• Passage provided
──────────────────────────────

Archive for the month “February, 2012”

The Artist’s Rule

I am reading a book for Lent called, ‘The Artist’s Rule – nurturing your creative soul with monastic wisdom’:

The Artist's Rule: Nurturing Your Creative Soul with Monastic Wisdom

You can find it here on Amazon:

I started reading it on my Kindle, but soon realised that it was the sort of book that needed underlining and notes and highlighting and coming back to favourite pages (which you can do on Kindle, but it is not the same as with a book) – and so I got the paperback as well.

This book brings together several of the things that I am interested in. Overall, it is a book about about faith and creativity, something which I have been thinking about for a long time.

The title refers to the monastic idea of a rule of life – a pattern or way of living that you decide on to shape your life. This can be as simple as ‘I am not going eat chocolate for 3 weeks’, but is usually more like a thought about and written list of decisions about how to organise your time, money, work, prayer life and so on, to reflect the priorities that are important to you. An ancient form of this is The Rule of St. Benedict which is used  to shape the life of many monastic communities. This book uses the spirituality of that rule and applies it to the life of an artist. The introduction says that this book is about ‘demonstrating monastic practices as valuable ways to encourage and sustain a creative life.’ 

I will write more as I work my way through the book…


English Wedding Ring

This quilt is made of a single large block of a pattern called English Wedding Ring:

It is one of my favourite blocks and I have used it a few times to make small quilts like this one.

──────────────────────────────

• Dataset extract
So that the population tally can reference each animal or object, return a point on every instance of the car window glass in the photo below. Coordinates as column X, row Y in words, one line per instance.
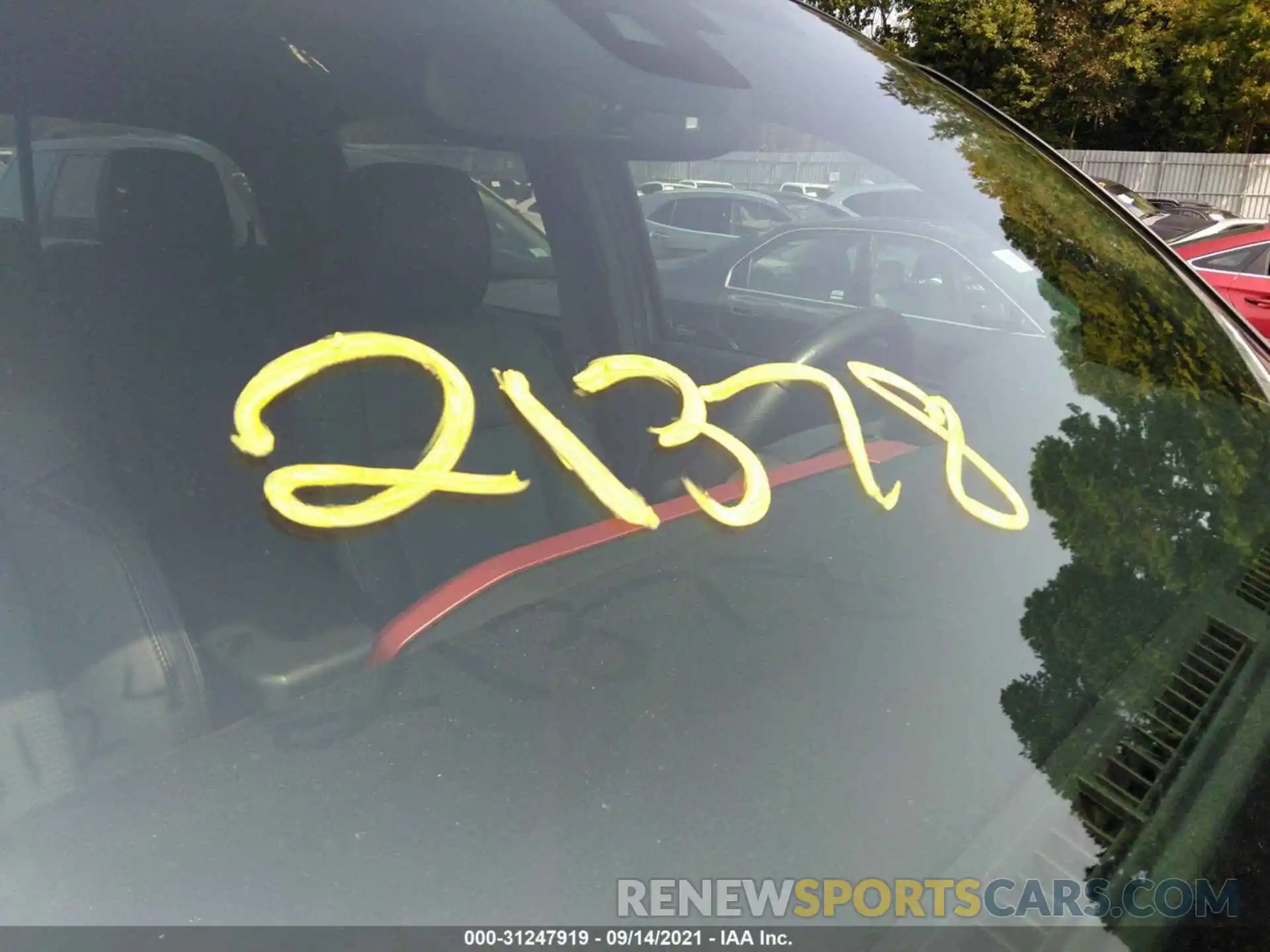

──────────────────────────────

• What you will do
A – From the February 2012 archive, copy word for word the passage between "This book brings" and "a long time.", inclusive.
B – In the February 2012 archive, what is the name of the pattern used for the single large block of the quilt?

• Task-by-task solutions
A –
This book brings together several of the things that I am interested in. Overall, it is a book about about faith and creativity, something which I have been thinking about for a long time.

B – English Wedding Ring